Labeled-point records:
____________________
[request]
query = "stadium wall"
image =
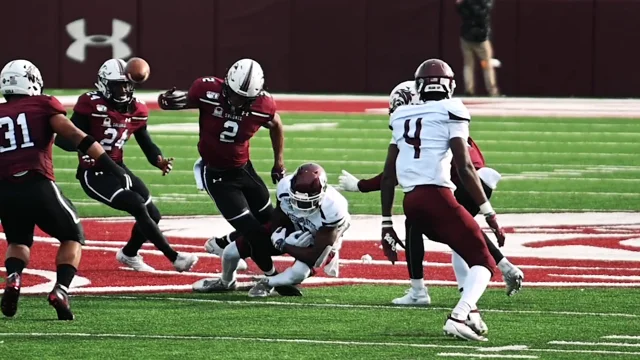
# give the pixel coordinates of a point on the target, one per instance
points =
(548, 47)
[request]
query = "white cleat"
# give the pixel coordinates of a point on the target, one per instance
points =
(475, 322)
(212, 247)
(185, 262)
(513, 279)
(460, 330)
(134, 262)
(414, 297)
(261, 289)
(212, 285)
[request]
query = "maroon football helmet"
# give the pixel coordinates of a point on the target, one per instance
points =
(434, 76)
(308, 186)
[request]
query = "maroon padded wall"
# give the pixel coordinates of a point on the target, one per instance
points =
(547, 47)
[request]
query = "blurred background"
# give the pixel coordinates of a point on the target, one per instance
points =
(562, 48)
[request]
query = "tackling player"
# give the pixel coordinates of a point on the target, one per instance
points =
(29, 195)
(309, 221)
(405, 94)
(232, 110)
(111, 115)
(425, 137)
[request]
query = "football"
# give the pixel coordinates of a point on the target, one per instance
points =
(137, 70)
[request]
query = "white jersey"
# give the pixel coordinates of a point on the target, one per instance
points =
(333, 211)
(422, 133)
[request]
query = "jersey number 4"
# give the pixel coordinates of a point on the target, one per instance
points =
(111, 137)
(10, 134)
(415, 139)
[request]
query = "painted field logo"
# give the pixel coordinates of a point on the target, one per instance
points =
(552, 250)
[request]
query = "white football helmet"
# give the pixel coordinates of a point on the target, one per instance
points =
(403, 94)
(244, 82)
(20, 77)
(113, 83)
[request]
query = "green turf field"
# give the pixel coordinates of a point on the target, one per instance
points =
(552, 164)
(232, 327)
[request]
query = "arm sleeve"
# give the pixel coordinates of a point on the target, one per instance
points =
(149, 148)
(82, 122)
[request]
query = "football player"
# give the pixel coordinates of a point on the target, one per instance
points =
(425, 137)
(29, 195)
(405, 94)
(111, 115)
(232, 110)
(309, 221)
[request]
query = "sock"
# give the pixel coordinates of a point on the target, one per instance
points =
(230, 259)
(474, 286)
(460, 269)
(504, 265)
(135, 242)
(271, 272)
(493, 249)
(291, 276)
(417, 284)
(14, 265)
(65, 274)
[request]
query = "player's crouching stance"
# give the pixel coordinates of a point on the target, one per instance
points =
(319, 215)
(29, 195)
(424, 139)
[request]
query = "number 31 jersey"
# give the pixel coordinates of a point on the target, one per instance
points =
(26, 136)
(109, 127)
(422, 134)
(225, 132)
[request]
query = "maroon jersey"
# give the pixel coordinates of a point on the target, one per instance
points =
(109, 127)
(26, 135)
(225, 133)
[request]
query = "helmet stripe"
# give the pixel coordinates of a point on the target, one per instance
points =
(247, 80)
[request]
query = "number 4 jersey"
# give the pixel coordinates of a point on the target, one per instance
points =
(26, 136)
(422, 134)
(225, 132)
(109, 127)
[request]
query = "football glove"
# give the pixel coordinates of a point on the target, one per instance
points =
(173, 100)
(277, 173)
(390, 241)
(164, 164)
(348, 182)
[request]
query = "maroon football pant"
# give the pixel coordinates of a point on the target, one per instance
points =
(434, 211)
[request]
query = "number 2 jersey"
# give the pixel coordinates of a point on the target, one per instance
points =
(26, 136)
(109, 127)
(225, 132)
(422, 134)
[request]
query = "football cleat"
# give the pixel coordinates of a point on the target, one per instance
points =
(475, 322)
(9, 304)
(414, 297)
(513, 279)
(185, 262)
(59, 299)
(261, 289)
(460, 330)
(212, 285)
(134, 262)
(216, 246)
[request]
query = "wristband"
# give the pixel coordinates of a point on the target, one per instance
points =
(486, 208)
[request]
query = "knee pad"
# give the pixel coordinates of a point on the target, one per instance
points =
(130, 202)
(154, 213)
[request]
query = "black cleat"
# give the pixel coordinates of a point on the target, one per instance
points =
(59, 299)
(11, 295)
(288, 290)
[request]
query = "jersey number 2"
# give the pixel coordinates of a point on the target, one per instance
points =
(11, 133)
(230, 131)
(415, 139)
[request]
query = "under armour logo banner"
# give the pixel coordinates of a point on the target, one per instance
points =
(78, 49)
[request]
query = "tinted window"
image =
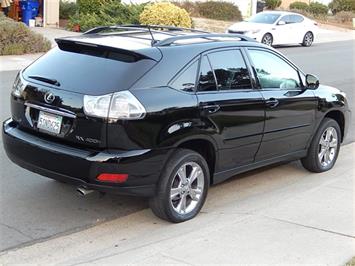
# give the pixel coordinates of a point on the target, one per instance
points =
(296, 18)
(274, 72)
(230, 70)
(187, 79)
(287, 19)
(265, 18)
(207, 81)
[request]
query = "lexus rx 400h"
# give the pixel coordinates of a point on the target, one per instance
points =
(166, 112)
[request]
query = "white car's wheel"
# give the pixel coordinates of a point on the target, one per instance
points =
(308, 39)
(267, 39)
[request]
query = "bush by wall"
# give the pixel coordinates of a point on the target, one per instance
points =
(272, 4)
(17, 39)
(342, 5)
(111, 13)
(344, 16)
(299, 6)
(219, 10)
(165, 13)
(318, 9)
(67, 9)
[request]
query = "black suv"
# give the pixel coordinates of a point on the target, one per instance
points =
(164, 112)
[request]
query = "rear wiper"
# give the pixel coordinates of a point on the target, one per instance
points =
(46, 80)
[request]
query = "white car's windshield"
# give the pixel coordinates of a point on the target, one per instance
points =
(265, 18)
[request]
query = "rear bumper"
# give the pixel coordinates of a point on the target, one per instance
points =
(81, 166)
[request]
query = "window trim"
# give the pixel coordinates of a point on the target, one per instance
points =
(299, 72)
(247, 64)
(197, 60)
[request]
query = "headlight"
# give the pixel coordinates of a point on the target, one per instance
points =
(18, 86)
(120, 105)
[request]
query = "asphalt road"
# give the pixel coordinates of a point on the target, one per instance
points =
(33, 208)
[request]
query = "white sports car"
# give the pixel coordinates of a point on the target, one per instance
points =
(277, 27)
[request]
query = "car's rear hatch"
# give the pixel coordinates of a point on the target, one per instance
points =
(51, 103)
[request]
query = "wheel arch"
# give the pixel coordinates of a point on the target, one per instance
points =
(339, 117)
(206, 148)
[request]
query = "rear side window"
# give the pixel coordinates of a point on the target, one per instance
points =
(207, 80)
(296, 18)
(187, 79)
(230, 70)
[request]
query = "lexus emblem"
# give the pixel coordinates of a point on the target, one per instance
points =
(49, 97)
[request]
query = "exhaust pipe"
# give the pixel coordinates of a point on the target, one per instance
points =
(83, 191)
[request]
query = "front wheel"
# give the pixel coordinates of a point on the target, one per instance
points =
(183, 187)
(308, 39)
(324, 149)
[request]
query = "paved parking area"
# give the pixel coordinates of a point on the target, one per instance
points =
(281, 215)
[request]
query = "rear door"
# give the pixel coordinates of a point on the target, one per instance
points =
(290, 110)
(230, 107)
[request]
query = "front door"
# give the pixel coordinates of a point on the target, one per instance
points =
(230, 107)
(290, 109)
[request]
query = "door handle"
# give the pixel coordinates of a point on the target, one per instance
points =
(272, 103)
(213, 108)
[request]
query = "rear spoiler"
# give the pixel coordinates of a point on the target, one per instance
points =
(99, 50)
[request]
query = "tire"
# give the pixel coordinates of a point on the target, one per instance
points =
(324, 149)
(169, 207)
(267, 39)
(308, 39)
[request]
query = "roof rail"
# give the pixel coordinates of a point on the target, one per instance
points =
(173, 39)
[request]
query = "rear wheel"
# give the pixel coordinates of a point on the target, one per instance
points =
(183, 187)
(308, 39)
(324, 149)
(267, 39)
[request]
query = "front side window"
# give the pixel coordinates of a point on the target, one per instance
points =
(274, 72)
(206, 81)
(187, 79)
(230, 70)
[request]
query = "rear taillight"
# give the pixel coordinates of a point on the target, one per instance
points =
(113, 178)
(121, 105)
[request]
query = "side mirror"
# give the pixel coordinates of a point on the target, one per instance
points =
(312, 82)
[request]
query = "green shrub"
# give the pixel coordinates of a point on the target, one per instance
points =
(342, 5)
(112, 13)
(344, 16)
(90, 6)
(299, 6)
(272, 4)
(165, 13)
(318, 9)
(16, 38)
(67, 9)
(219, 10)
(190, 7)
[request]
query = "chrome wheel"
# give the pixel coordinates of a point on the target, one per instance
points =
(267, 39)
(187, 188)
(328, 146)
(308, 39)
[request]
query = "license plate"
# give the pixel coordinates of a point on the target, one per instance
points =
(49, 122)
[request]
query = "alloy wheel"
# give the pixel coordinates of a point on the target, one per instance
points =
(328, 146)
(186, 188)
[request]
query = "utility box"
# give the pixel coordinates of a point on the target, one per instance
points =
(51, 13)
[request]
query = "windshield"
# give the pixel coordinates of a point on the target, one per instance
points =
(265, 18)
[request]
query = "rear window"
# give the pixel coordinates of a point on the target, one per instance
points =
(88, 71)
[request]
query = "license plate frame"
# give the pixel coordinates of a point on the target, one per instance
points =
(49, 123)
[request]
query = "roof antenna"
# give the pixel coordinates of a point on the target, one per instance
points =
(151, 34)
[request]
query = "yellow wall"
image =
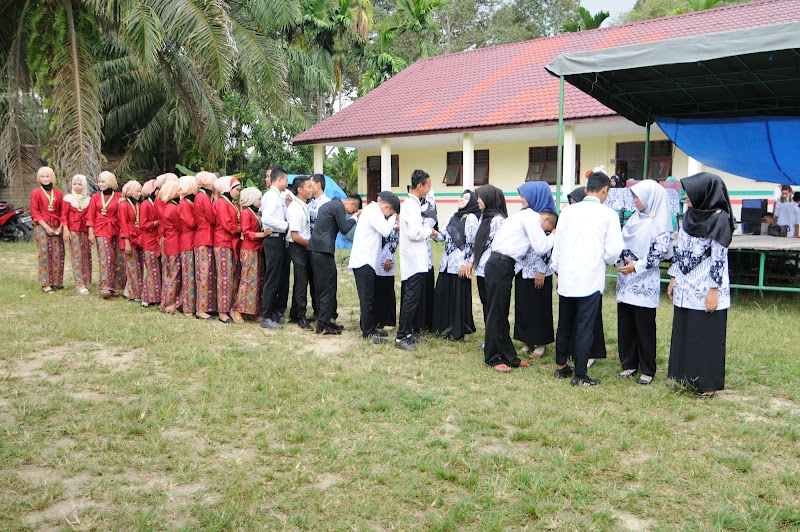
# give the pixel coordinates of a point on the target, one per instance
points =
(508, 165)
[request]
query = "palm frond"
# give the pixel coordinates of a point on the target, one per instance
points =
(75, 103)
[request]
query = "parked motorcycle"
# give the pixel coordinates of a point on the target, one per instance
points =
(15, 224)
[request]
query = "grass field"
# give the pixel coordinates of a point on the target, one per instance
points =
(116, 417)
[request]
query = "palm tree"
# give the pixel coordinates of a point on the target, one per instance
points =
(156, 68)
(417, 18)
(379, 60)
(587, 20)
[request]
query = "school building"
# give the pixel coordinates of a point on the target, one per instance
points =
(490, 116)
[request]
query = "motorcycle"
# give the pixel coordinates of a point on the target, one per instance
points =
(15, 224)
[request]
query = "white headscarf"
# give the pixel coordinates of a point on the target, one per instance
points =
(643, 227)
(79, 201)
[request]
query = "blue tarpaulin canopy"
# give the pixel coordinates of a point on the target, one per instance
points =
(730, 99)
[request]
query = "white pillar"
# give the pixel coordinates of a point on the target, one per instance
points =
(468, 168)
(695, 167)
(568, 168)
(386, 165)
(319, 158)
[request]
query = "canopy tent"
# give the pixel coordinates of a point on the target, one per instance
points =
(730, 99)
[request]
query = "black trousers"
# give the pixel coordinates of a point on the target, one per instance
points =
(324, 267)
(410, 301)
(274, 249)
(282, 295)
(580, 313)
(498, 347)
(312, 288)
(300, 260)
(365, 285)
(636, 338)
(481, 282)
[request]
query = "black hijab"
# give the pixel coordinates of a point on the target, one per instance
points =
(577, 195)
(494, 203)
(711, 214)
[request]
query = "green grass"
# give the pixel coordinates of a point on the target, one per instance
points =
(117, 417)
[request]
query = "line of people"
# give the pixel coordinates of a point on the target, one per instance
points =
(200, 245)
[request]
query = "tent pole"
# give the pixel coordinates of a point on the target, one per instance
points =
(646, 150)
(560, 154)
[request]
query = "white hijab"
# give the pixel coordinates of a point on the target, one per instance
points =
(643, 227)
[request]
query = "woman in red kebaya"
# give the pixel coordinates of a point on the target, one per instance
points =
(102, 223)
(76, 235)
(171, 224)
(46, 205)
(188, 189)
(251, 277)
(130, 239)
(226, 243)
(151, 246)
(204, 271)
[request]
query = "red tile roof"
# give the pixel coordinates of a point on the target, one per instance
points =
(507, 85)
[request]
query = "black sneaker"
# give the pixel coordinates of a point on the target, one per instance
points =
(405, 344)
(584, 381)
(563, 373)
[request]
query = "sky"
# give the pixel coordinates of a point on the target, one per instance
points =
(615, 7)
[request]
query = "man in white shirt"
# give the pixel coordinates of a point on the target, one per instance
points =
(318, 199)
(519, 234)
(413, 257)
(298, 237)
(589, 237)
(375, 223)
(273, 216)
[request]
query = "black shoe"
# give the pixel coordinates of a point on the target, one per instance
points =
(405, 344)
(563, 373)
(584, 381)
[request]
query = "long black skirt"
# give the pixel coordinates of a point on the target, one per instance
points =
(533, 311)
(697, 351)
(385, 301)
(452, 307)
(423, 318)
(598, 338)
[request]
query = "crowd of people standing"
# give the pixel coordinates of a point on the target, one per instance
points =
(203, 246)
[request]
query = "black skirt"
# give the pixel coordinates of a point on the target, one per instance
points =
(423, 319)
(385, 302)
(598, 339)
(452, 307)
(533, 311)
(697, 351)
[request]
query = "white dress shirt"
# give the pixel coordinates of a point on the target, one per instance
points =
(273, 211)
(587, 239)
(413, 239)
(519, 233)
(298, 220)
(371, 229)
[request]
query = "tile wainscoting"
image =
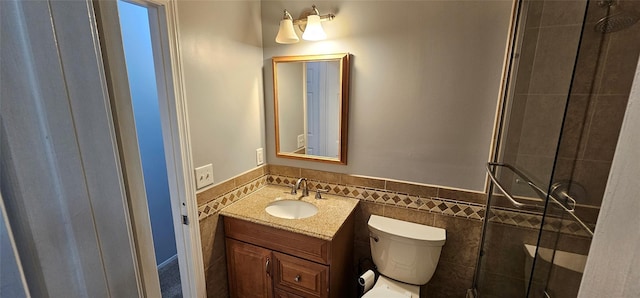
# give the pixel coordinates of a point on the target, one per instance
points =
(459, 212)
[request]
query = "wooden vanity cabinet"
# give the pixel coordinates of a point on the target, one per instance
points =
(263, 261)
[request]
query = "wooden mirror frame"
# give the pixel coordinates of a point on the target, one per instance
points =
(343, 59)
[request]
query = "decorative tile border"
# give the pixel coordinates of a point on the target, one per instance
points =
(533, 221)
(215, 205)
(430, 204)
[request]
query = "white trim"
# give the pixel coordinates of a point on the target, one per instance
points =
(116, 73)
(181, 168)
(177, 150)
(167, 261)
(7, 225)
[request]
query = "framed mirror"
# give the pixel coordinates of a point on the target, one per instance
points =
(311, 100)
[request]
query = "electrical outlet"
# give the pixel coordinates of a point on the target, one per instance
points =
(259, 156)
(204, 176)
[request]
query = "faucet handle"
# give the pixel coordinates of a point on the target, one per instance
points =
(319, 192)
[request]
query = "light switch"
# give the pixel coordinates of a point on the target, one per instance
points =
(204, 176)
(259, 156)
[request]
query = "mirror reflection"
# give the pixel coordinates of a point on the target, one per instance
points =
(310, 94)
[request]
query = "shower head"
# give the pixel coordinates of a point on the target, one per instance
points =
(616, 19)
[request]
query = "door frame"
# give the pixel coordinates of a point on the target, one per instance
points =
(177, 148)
____________________
Gather every line above that contains the string "windshield", copying each one in full.

query = "white car's windshield"
query = "windshield"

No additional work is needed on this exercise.